▶ **Data excerpts**:
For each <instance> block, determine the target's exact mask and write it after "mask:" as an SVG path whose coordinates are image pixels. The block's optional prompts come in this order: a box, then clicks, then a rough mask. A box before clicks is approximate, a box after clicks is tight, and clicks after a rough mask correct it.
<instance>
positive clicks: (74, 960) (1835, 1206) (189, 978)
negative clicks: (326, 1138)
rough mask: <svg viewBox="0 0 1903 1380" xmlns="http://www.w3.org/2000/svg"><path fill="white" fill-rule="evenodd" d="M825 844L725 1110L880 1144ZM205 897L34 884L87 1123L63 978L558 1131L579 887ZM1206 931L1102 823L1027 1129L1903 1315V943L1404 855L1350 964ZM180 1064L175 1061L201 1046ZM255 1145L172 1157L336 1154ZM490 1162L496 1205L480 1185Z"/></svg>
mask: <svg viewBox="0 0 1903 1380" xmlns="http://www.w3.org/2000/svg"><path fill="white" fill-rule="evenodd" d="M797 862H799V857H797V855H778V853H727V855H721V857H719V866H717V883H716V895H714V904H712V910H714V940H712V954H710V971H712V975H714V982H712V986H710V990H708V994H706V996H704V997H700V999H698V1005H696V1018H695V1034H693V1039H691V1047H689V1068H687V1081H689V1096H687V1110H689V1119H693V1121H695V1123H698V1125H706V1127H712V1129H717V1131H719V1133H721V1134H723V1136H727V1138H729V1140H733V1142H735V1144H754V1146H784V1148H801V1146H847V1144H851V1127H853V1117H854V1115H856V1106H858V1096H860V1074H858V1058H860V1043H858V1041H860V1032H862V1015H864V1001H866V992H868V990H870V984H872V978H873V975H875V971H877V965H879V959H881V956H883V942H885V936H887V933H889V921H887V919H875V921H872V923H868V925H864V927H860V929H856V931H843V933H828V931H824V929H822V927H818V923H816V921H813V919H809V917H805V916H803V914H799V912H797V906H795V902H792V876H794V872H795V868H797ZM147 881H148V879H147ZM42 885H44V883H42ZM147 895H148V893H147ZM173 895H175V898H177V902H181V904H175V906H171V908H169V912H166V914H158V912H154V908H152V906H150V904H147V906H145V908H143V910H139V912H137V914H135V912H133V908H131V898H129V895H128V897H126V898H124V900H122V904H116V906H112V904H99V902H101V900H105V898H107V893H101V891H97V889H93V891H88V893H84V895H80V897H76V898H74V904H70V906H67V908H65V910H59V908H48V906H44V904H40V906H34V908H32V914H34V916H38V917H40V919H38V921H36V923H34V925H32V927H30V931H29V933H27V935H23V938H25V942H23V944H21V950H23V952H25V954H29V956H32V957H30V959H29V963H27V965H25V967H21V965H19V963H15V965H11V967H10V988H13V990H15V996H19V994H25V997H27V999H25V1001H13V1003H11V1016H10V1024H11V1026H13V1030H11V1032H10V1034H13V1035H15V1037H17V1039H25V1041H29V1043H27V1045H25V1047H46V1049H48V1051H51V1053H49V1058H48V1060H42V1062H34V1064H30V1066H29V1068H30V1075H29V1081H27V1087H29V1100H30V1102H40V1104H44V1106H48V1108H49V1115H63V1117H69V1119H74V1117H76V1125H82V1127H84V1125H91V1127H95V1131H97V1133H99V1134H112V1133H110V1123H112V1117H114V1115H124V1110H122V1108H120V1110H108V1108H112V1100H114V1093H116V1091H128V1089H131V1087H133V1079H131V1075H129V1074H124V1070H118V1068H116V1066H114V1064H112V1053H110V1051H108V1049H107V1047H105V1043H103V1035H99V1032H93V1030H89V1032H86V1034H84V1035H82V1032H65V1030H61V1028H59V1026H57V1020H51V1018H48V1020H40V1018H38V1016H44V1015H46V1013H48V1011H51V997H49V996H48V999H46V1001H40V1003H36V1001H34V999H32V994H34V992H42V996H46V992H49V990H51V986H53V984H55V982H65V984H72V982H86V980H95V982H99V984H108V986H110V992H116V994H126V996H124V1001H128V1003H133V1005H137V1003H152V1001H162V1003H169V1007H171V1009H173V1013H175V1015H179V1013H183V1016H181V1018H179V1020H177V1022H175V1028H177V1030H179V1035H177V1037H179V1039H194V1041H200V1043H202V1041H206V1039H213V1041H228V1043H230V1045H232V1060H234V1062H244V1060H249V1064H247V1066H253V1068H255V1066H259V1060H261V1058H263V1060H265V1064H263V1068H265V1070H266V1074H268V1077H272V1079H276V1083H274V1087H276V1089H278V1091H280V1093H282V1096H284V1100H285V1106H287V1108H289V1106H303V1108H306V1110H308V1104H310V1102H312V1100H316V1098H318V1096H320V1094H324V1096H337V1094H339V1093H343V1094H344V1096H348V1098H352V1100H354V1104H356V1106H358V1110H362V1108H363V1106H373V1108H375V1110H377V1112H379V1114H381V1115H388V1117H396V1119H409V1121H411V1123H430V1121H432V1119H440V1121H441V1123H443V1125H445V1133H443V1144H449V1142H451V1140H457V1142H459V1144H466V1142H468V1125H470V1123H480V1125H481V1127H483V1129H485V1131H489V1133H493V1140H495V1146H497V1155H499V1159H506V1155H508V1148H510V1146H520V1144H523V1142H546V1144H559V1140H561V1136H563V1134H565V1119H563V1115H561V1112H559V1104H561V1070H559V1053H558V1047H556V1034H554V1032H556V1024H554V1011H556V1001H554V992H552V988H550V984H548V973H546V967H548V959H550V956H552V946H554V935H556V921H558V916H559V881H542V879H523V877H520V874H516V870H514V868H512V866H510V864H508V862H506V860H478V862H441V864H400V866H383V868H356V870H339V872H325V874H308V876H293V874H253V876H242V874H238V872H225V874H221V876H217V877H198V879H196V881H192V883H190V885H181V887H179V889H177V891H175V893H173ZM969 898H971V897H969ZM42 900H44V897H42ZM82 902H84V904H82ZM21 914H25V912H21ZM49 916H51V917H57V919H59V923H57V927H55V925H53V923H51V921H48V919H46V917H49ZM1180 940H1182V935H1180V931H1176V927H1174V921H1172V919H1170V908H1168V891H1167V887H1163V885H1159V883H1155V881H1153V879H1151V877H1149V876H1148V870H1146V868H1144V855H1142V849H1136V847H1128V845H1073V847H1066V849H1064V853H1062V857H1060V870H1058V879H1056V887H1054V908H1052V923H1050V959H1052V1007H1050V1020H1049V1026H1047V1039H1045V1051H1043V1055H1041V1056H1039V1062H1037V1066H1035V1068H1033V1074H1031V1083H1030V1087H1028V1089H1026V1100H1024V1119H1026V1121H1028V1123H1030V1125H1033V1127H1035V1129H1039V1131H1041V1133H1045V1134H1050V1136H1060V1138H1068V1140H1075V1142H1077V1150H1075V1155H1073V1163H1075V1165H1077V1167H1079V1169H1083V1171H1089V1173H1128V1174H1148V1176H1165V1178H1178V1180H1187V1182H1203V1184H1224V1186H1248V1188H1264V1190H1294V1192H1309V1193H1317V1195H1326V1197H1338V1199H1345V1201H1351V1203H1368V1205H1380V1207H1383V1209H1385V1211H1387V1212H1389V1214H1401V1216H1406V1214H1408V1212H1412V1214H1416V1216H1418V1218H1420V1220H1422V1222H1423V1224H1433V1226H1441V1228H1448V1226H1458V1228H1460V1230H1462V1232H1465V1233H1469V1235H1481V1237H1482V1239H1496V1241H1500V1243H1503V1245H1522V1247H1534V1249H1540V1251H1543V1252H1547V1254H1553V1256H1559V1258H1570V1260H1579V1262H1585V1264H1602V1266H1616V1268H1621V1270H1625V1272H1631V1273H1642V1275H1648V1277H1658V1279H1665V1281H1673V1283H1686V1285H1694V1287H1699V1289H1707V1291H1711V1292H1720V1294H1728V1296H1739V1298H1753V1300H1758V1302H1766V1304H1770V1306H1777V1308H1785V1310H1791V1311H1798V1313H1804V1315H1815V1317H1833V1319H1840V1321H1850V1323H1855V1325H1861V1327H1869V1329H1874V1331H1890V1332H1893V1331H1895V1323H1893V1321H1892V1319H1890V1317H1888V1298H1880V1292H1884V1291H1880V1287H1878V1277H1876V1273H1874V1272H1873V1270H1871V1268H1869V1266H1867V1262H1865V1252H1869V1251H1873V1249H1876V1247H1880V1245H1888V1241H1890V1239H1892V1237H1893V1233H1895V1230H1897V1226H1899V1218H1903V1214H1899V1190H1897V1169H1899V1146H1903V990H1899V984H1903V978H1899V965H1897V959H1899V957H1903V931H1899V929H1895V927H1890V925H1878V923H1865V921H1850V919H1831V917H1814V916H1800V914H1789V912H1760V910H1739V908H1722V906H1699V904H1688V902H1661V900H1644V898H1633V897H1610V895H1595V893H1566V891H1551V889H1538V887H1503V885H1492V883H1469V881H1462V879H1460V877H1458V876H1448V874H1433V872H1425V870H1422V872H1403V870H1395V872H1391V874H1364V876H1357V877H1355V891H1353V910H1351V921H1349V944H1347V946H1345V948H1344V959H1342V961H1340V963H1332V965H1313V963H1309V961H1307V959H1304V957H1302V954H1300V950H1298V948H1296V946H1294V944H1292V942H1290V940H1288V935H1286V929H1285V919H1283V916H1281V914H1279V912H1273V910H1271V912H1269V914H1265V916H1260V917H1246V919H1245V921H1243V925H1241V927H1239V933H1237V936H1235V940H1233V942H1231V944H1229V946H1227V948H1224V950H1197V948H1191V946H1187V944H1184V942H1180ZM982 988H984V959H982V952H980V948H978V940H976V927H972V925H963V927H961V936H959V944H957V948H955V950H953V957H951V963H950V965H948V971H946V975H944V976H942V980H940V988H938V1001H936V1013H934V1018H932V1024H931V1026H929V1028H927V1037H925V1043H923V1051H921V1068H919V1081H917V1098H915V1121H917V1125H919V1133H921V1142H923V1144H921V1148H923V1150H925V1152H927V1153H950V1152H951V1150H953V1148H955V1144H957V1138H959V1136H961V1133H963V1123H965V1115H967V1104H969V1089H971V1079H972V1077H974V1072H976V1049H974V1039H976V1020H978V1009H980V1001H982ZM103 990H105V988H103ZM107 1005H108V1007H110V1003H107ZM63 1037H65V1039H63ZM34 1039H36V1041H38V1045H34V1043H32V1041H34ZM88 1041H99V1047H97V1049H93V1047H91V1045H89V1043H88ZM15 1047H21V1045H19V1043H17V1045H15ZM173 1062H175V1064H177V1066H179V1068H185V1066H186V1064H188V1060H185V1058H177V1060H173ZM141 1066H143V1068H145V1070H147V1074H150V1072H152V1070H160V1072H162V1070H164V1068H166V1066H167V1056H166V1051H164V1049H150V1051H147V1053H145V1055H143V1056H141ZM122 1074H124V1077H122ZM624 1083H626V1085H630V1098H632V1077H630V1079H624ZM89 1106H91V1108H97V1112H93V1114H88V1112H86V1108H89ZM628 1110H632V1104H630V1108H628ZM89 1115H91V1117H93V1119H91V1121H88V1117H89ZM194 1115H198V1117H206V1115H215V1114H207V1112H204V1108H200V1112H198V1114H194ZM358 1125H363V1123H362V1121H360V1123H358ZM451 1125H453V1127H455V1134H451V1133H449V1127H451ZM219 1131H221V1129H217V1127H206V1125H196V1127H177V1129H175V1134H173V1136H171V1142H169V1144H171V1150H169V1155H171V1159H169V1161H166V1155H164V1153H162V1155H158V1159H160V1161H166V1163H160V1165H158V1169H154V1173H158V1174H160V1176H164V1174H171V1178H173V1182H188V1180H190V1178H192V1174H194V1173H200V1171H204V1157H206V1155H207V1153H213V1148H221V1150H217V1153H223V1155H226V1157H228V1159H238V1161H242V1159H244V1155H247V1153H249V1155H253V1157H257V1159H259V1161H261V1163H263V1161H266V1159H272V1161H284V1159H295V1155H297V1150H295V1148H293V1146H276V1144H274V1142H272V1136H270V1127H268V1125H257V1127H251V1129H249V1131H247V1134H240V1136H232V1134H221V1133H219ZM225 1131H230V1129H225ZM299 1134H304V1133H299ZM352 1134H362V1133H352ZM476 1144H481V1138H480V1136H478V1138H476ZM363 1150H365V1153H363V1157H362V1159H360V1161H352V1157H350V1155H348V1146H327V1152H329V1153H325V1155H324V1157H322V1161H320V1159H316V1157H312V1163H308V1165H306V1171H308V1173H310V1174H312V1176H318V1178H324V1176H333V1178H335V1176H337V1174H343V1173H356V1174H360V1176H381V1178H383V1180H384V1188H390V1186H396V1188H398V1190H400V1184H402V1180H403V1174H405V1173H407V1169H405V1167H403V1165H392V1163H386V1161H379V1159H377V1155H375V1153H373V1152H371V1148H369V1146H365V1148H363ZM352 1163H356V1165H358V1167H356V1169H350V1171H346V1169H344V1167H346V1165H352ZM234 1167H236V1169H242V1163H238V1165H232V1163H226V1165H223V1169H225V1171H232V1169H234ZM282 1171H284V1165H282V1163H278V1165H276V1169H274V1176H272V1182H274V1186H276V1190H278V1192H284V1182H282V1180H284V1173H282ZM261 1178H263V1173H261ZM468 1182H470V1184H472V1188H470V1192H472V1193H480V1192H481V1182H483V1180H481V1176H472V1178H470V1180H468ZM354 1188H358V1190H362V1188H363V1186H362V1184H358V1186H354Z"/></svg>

▶ **Task statement**: Start with the first line of the data and print every line exactly. The line containing "negative clicks: (326, 1138)" is the last one to include.

▶ **Exercise answer**:
For each <instance> block, determine the target's exact mask and write it after "mask:" as an SVG path whose coordinates are image pixels. The block's optional prompts come in this order: a box, then clicks, then a rough mask. A box before clicks is approximate, a box after clicks is tight, and clicks after a rough mask correct it.
<instance>
positive clicks: (74, 960) (1835, 1206) (189, 978)
negative clicks: (326, 1138)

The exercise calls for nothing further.